§ Goal:
Render the lines of the listing below as a Markdown table with columns Row and Content. Include only the lines from the one containing "Where can the tall" up to and including the last line of the listing, skip any blank lines, and number each row.

§ Recorded data:

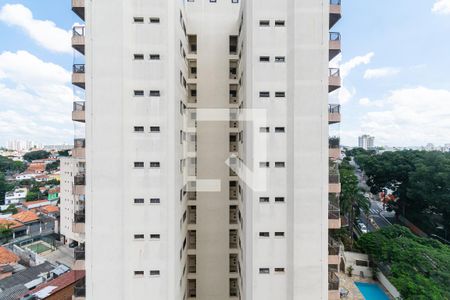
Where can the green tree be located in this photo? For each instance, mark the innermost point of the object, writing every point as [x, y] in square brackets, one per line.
[39, 154]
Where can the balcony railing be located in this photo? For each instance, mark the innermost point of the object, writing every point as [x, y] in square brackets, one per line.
[79, 253]
[333, 281]
[79, 216]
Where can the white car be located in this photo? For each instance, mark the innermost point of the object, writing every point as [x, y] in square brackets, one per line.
[362, 227]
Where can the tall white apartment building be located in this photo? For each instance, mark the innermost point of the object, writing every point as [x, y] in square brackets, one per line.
[208, 171]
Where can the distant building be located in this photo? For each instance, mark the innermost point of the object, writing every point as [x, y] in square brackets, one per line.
[366, 142]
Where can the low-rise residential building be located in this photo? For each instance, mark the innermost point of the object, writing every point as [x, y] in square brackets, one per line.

§ The result:
| Row | Content |
|---|---|
| 1 | Where can the tall white apartment building be located in this photo? For each instance, mark the innermost point of the object, writing every point as [x, y] in square brackets, one per line. |
| 2 | [208, 171] |
| 3 | Where can the distant building be located in this photo? For each instance, mark the innermost point of the object, writing every point as [x, y] in square brackets, one per line. |
| 4 | [366, 142] |
| 5 | Where can the low-rise residential building be located in this photo? For each instance, mark the innermost point of the object, writing every point as [x, y] in square brackets, one per line. |